(The request) Copy the lines verbatim, beginning with the line that contains "Would you be so kind as to mark the red" and continuing through the end of the data, and only those lines.

(Exercise inputs)

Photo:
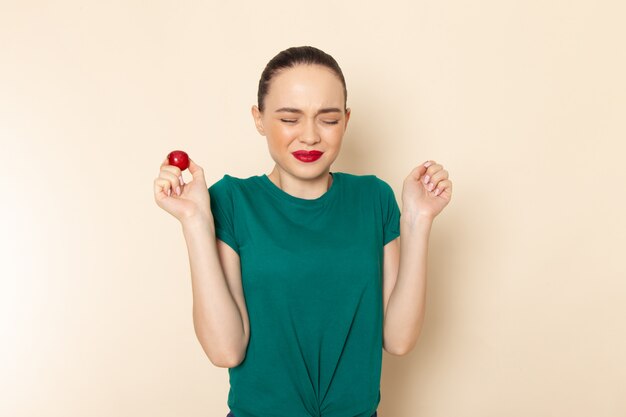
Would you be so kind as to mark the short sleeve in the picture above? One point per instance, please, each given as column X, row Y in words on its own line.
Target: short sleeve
column 390, row 212
column 222, row 208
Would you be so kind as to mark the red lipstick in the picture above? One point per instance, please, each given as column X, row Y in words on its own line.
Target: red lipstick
column 307, row 156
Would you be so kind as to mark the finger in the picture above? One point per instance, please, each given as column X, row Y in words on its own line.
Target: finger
column 174, row 170
column 436, row 177
column 162, row 188
column 196, row 170
column 417, row 172
column 430, row 171
column 171, row 178
column 444, row 185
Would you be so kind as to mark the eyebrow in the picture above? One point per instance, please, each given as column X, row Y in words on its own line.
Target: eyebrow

(Written reply)
Would you be so kind as to mark the red lipstick in the picture above? One point per instance, please, each given as column X, row Y in words on its own line.
Target: red lipstick
column 307, row 156
Would you be so kind as to mark the finger in the picture above? One point per instance, please, each given as column X, row Y in words on its own line.
Target: finger
column 174, row 170
column 436, row 177
column 162, row 188
column 196, row 170
column 417, row 172
column 430, row 171
column 171, row 178
column 444, row 185
Would you be so kind as to mark the eyebrow in the picture above? One point per instance, please, each given as column X, row Y in words on its own line.
Target: eyebrow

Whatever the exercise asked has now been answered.